═════ EXERCISE MATERIALS ═════

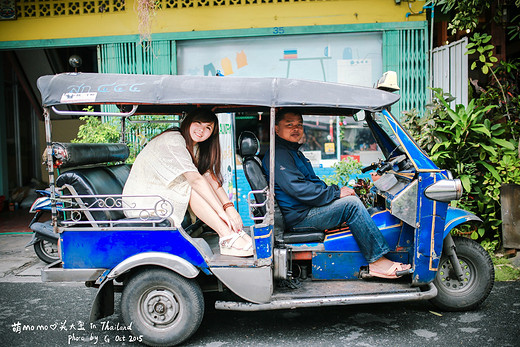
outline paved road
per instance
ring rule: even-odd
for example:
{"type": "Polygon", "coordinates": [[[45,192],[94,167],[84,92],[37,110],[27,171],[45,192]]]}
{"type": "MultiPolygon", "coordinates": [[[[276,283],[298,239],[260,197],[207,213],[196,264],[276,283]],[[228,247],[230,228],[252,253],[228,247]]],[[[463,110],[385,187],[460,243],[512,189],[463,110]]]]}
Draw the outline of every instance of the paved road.
{"type": "MultiPolygon", "coordinates": [[[[95,289],[39,282],[43,263],[19,249],[13,251],[18,261],[14,255],[3,261],[6,242],[0,237],[0,346],[139,345],[126,332],[107,330],[123,324],[119,294],[116,314],[90,326],[95,289]]],[[[460,313],[439,312],[427,302],[256,313],[217,311],[208,304],[185,345],[520,346],[520,282],[497,283],[479,310],[460,313]]]]}
{"type": "MultiPolygon", "coordinates": [[[[0,291],[1,346],[138,345],[127,332],[106,330],[123,324],[118,302],[114,316],[89,326],[93,289],[4,282],[0,291]]],[[[520,283],[497,283],[484,306],[463,313],[439,313],[428,303],[256,313],[208,307],[186,345],[519,346],[520,283]]]]}

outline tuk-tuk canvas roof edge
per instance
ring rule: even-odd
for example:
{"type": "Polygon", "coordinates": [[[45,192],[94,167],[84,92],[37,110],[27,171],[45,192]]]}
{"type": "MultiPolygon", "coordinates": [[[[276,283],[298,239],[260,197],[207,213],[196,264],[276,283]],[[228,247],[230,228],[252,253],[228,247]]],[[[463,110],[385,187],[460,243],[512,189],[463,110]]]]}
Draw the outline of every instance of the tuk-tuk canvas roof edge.
{"type": "Polygon", "coordinates": [[[374,88],[286,78],[64,73],[42,76],[44,107],[65,104],[238,105],[378,111],[400,98],[374,88]]]}

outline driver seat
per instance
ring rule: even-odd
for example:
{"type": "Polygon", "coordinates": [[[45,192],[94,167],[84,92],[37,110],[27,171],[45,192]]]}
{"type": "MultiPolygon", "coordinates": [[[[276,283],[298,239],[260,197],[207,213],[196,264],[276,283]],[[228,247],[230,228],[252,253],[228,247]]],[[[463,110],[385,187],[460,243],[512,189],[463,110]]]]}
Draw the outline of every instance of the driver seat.
{"type": "MultiPolygon", "coordinates": [[[[252,190],[263,190],[268,187],[267,179],[262,171],[262,162],[257,157],[260,152],[260,142],[254,133],[244,131],[238,138],[238,152],[242,157],[242,167],[247,182],[252,190]]],[[[264,194],[254,194],[257,203],[261,204],[266,200],[264,194]]],[[[253,211],[255,216],[265,216],[267,209],[265,207],[257,208],[253,211]]],[[[325,233],[322,231],[310,232],[286,232],[285,221],[283,219],[280,207],[274,202],[274,238],[277,243],[306,243],[306,242],[323,242],[325,233]]]]}

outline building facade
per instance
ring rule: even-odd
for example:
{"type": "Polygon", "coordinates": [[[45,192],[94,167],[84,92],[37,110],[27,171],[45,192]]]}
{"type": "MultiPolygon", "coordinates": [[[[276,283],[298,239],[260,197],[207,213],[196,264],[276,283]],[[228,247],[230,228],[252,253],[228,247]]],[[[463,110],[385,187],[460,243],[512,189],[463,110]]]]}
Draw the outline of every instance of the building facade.
{"type": "MultiPolygon", "coordinates": [[[[74,71],[73,54],[83,72],[220,73],[370,87],[393,70],[402,95],[395,114],[424,108],[428,97],[424,1],[158,0],[154,11],[137,0],[12,3],[14,18],[2,9],[0,21],[0,196],[42,179],[36,79],[74,71]],[[140,33],[150,33],[150,41],[140,33]]],[[[79,122],[56,123],[56,140],[76,137],[79,122]]],[[[321,158],[339,159],[339,142],[335,154],[322,151],[321,158]]]]}

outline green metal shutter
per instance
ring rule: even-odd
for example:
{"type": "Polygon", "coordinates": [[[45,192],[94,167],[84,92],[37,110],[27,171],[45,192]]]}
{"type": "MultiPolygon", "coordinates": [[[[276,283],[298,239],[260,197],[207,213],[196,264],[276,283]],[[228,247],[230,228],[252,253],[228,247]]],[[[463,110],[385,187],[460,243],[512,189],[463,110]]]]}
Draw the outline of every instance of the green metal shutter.
{"type": "Polygon", "coordinates": [[[397,72],[401,100],[392,107],[400,117],[402,111],[424,111],[428,100],[427,26],[419,29],[385,31],[383,35],[384,70],[397,72]]]}
{"type": "Polygon", "coordinates": [[[176,42],[152,41],[109,43],[98,46],[98,69],[101,73],[176,75],[176,42]]]}
{"type": "MultiPolygon", "coordinates": [[[[98,70],[100,73],[176,75],[176,42],[160,40],[143,46],[136,42],[109,43],[98,46],[98,70]]],[[[102,106],[103,111],[117,112],[116,106],[102,106]]],[[[174,118],[177,118],[176,116],[174,118]]],[[[146,120],[147,117],[141,117],[146,120]]],[[[103,117],[103,122],[119,125],[119,119],[103,117]]],[[[145,124],[136,128],[126,128],[125,142],[130,145],[131,156],[139,153],[143,139],[150,139],[161,129],[145,124]]]]}

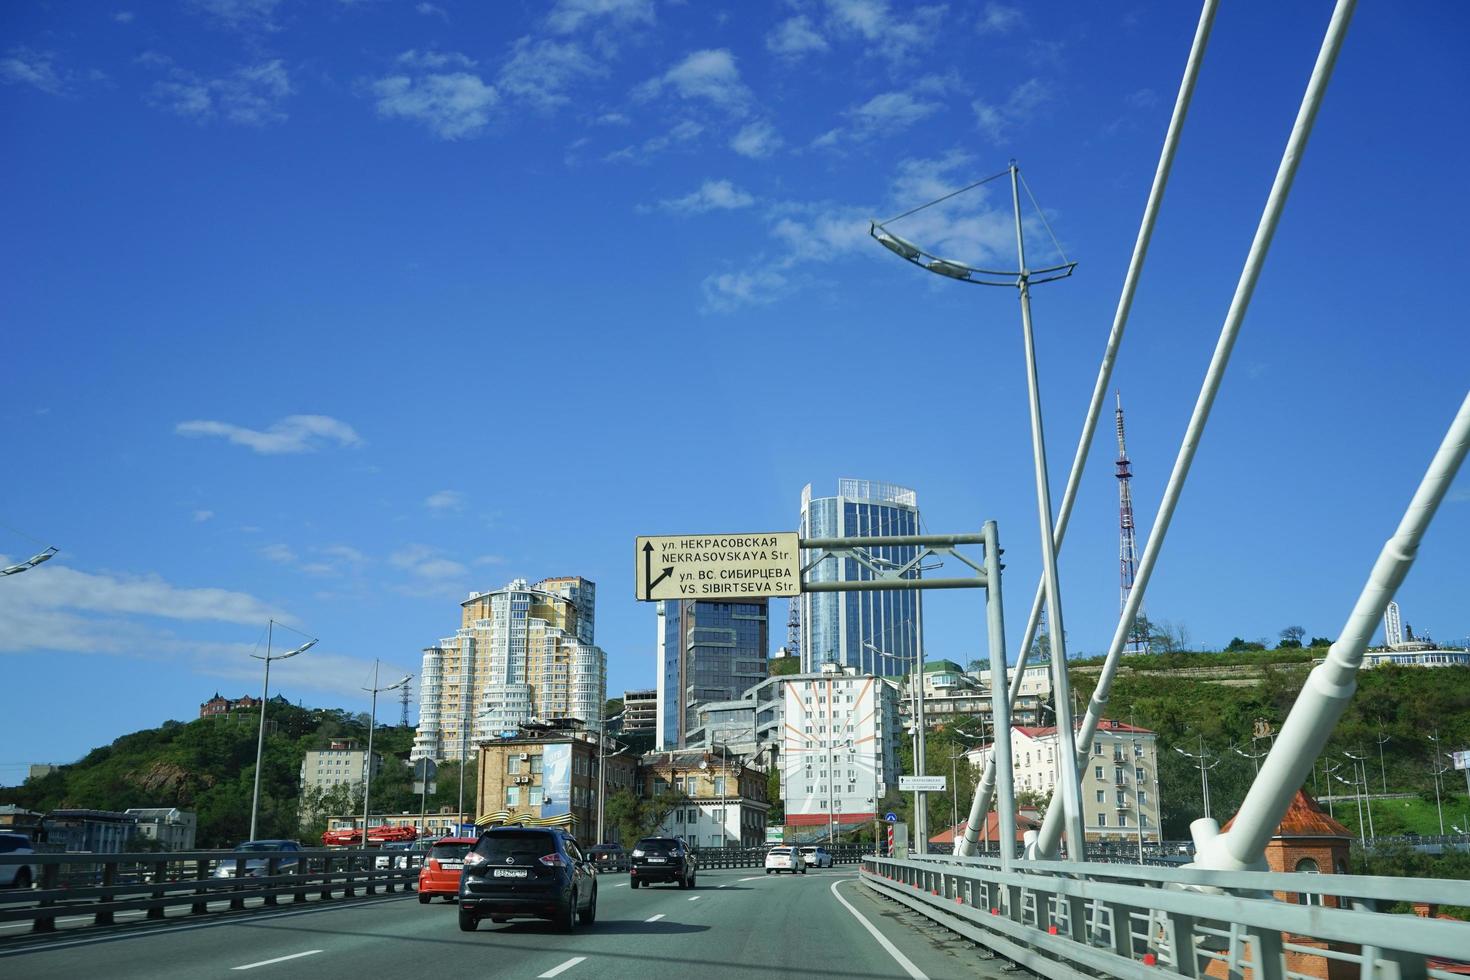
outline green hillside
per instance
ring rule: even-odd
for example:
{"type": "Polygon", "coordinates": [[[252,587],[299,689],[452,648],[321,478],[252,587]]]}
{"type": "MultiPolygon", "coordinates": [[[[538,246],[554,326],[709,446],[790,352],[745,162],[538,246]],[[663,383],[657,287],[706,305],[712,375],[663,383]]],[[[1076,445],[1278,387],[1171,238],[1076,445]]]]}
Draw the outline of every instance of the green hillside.
{"type": "MultiPolygon", "coordinates": [[[[72,765],[61,766],[19,787],[0,789],[0,802],[31,810],[88,807],[178,806],[198,814],[198,845],[221,847],[244,840],[250,832],[250,799],[255,778],[257,720],[251,712],[188,723],[169,721],[159,728],[124,735],[111,745],[93,749],[72,765]]],[[[273,702],[267,713],[261,767],[260,837],[300,838],[314,842],[325,829],[321,820],[302,828],[301,761],[306,751],[325,747],[332,738],[367,741],[367,715],[341,709],[299,708],[273,702]]],[[[379,727],[373,751],[384,757],[382,774],[373,780],[374,812],[418,812],[412,773],[401,760],[413,745],[412,728],[379,727]]],[[[466,807],[473,807],[473,766],[466,772],[466,807]]],[[[438,793],[430,809],[458,802],[458,767],[439,768],[438,793]]],[[[360,792],[340,792],[319,801],[322,813],[340,813],[362,805],[360,792]]]]}

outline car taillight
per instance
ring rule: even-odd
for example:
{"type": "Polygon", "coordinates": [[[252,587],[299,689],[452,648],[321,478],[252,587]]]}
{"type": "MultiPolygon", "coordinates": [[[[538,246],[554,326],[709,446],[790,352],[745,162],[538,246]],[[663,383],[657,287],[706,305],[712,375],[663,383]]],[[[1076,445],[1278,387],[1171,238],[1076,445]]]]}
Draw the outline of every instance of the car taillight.
{"type": "Polygon", "coordinates": [[[464,856],[464,866],[466,868],[473,868],[484,863],[485,855],[481,854],[479,851],[470,851],[470,853],[464,856]]]}
{"type": "Polygon", "coordinates": [[[567,862],[562,859],[562,856],[554,852],[541,858],[540,861],[548,868],[564,868],[567,866],[567,862]]]}
{"type": "MultiPolygon", "coordinates": [[[[468,863],[468,862],[466,862],[466,863],[468,863]]],[[[429,870],[430,871],[438,871],[438,870],[440,870],[439,869],[439,861],[436,858],[429,858],[429,870]]]]}

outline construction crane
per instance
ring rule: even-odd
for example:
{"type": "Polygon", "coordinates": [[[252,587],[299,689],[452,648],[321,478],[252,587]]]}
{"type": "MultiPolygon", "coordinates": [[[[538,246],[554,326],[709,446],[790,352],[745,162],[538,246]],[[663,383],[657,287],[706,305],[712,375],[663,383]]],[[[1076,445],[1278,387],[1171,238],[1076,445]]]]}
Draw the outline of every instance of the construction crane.
{"type": "MultiPolygon", "coordinates": [[[[1138,548],[1133,537],[1133,492],[1129,482],[1133,479],[1133,464],[1128,459],[1128,449],[1123,442],[1123,395],[1115,392],[1118,409],[1114,418],[1118,426],[1118,609],[1128,606],[1128,593],[1133,591],[1133,575],[1138,567],[1138,548]]],[[[1137,622],[1145,622],[1143,607],[1139,606],[1137,622]]],[[[1134,628],[1128,640],[1128,653],[1147,653],[1148,637],[1134,628]]]]}

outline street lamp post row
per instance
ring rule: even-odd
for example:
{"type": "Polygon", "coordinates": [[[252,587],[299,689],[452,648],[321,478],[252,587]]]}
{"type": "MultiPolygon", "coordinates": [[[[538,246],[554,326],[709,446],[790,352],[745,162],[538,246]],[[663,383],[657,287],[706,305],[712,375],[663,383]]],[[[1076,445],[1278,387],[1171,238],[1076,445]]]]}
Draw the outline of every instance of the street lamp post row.
{"type": "Polygon", "coordinates": [[[373,661],[373,686],[363,688],[373,695],[372,713],[368,716],[368,743],[367,756],[363,759],[362,777],[362,848],[367,850],[368,846],[368,796],[373,788],[373,730],[378,727],[378,695],[384,691],[393,691],[407,684],[413,679],[412,674],[405,674],[386,687],[378,686],[378,661],[373,661]]]}

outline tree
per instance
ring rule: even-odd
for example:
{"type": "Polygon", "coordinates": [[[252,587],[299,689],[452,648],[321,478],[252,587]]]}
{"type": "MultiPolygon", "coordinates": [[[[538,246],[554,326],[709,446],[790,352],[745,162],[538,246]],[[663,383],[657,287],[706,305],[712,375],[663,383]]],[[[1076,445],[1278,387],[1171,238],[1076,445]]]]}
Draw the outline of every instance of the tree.
{"type": "Polygon", "coordinates": [[[771,804],[766,819],[772,824],[786,822],[786,804],[781,800],[781,770],[772,766],[766,773],[766,799],[771,804]]]}
{"type": "Polygon", "coordinates": [[[1266,649],[1266,644],[1264,643],[1252,643],[1250,640],[1242,640],[1240,637],[1236,636],[1231,638],[1229,645],[1225,647],[1225,652],[1245,653],[1249,650],[1264,649],[1266,649]]]}
{"type": "Polygon", "coordinates": [[[800,657],[773,657],[766,661],[766,669],[772,677],[785,677],[801,673],[800,657]]]}
{"type": "Polygon", "coordinates": [[[1325,636],[1314,636],[1314,637],[1312,637],[1312,642],[1311,643],[1308,643],[1307,646],[1310,646],[1310,647],[1330,647],[1330,646],[1332,646],[1332,641],[1329,640],[1325,636]]]}
{"type": "Polygon", "coordinates": [[[1276,644],[1278,650],[1300,650],[1302,648],[1302,637],[1307,631],[1300,626],[1288,626],[1281,631],[1281,642],[1276,644]]]}
{"type": "Polygon", "coordinates": [[[603,812],[607,822],[617,830],[623,846],[631,847],[638,838],[647,837],[657,830],[669,811],[683,805],[687,799],[678,790],[665,790],[657,796],[643,797],[621,789],[607,798],[603,812]]]}

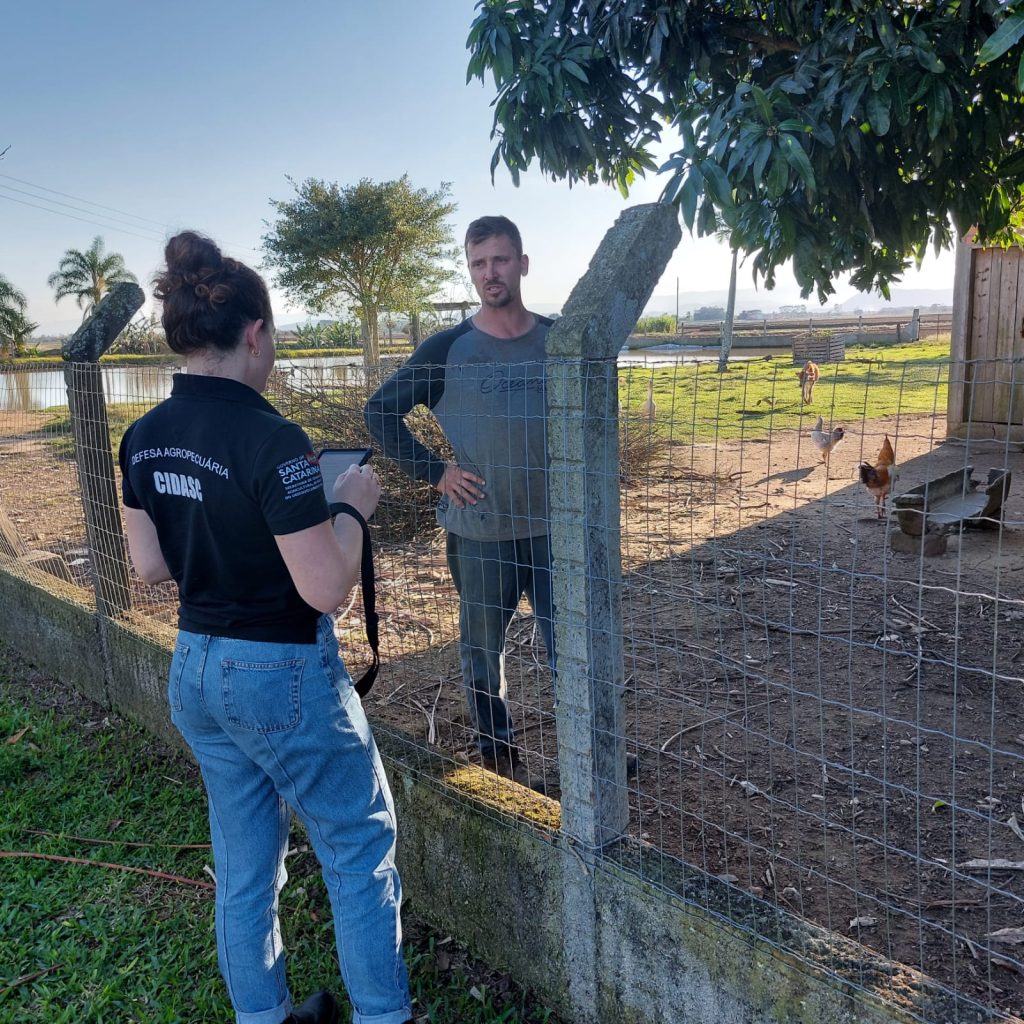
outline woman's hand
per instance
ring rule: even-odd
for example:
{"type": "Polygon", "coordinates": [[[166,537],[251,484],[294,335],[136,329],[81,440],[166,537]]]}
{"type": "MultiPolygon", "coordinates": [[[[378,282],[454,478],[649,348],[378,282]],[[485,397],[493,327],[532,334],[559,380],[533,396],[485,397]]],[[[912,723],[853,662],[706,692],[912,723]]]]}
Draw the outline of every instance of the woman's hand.
{"type": "Polygon", "coordinates": [[[466,505],[475,505],[485,497],[481,490],[485,483],[486,481],[475,473],[470,473],[468,469],[460,469],[454,462],[449,462],[444,468],[444,476],[434,486],[456,508],[465,508],[466,505]]]}
{"type": "Polygon", "coordinates": [[[334,481],[334,500],[351,505],[369,519],[380,501],[380,480],[373,466],[349,466],[334,481]]]}

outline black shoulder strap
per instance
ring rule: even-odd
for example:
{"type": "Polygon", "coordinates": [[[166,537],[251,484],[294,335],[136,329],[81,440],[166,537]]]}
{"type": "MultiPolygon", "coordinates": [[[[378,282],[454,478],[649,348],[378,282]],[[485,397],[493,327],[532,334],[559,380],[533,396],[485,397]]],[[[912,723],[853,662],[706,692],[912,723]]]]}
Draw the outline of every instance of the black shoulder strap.
{"type": "Polygon", "coordinates": [[[366,618],[366,639],[369,641],[370,650],[373,652],[373,663],[363,673],[362,678],[355,684],[356,693],[365,697],[373,686],[380,671],[380,630],[379,616],[377,615],[377,588],[373,579],[373,541],[370,539],[370,528],[362,513],[353,508],[347,502],[333,502],[330,506],[332,516],[344,512],[350,515],[363,531],[363,557],[359,568],[360,582],[363,587],[363,613],[366,618]]]}

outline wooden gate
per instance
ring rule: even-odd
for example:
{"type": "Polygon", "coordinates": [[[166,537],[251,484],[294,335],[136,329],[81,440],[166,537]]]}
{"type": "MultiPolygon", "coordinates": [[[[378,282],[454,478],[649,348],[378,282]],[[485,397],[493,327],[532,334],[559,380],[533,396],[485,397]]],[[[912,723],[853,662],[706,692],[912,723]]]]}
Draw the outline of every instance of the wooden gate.
{"type": "Polygon", "coordinates": [[[1024,249],[957,247],[949,433],[1024,439],[1024,249]]]}

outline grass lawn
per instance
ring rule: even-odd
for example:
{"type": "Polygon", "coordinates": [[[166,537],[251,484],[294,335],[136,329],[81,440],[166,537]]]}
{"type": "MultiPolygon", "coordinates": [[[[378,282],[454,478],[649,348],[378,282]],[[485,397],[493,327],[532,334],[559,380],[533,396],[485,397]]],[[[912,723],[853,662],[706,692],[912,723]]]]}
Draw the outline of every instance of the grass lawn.
{"type": "MultiPolygon", "coordinates": [[[[233,1020],[190,761],[0,647],[0,800],[0,1024],[233,1020]]],[[[340,997],[317,862],[298,832],[292,846],[281,898],[289,982],[298,1000],[319,988],[340,997]]],[[[408,912],[405,926],[421,1024],[557,1024],[408,912]]]]}
{"type": "MultiPolygon", "coordinates": [[[[737,354],[742,356],[742,349],[737,354]]],[[[809,427],[818,416],[826,424],[850,424],[942,411],[948,364],[948,340],[848,348],[845,361],[821,366],[808,406],[801,404],[799,367],[788,353],[737,359],[724,374],[715,363],[630,366],[620,369],[619,399],[627,414],[639,414],[653,377],[654,429],[662,436],[679,443],[753,440],[801,424],[809,427]]]]}

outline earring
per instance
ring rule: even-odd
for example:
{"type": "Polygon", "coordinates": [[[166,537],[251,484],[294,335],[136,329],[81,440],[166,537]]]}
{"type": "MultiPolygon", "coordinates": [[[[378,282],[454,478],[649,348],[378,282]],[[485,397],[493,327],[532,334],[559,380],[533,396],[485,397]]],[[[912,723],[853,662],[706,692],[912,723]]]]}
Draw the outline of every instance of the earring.
{"type": "Polygon", "coordinates": [[[254,348],[252,350],[252,354],[253,354],[253,357],[255,358],[256,356],[258,356],[260,354],[260,350],[258,348],[254,348]]]}

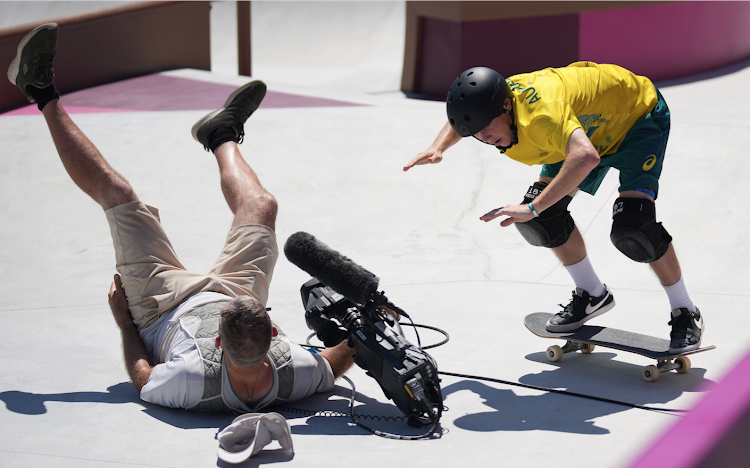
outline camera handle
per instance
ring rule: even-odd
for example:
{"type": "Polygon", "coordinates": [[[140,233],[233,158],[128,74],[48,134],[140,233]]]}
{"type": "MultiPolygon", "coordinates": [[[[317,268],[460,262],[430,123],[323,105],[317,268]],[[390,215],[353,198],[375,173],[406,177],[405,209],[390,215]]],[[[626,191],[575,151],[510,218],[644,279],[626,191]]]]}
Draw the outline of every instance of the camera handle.
{"type": "Polygon", "coordinates": [[[370,296],[370,302],[375,302],[377,306],[388,307],[392,311],[396,312],[398,315],[403,315],[404,317],[411,319],[411,317],[409,317],[409,314],[404,312],[402,308],[396,306],[396,304],[389,301],[388,298],[385,297],[385,294],[383,293],[383,291],[376,291],[372,293],[372,295],[370,296]]]}
{"type": "Polygon", "coordinates": [[[393,349],[403,354],[404,349],[406,349],[409,346],[409,343],[406,340],[404,340],[402,336],[395,333],[391,327],[385,324],[383,319],[380,318],[380,316],[377,313],[378,307],[379,307],[379,304],[376,301],[367,302],[367,304],[365,304],[365,307],[364,307],[364,313],[362,314],[362,318],[364,318],[370,325],[372,325],[372,328],[373,330],[375,330],[375,333],[380,335],[391,346],[393,346],[393,349]]]}

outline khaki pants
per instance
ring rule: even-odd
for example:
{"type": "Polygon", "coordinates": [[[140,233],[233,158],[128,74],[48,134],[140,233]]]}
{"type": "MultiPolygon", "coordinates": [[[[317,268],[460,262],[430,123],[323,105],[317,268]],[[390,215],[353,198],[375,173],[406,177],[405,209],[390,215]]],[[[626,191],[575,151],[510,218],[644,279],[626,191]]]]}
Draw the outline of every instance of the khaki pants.
{"type": "Polygon", "coordinates": [[[279,258],[276,233],[271,228],[233,227],[219,258],[206,273],[198,274],[185,270],[177,259],[156,208],[130,202],[105,214],[115,246],[117,272],[139,331],[199,292],[230,297],[249,294],[266,305],[279,258]]]}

═════

- _ACTIVITY_
The answer must be the line containing "outline khaki pants" and every line after it to the end of the data, exactly as written.

- _PROBLEM SOLUTION_
outline khaki pants
per instance
ring rule: even-odd
for example:
{"type": "Polygon", "coordinates": [[[140,233],[233,158],[128,74],[48,134],[140,233]]]}
{"type": "MultiPolygon", "coordinates": [[[[317,268],[460,262],[430,123],[323,105],[317,268]],[[390,215],[353,198],[375,173],[406,177],[405,209],[390,215]]],[[[626,191],[575,151],[510,218],[644,279],[626,191]]]]}
Draw the outline of every instance of the khaki pants.
{"type": "Polygon", "coordinates": [[[279,258],[276,233],[271,228],[233,227],[219,258],[206,273],[198,274],[185,270],[177,259],[156,208],[130,202],[105,214],[115,246],[117,272],[139,331],[199,292],[230,297],[249,294],[266,305],[279,258]]]}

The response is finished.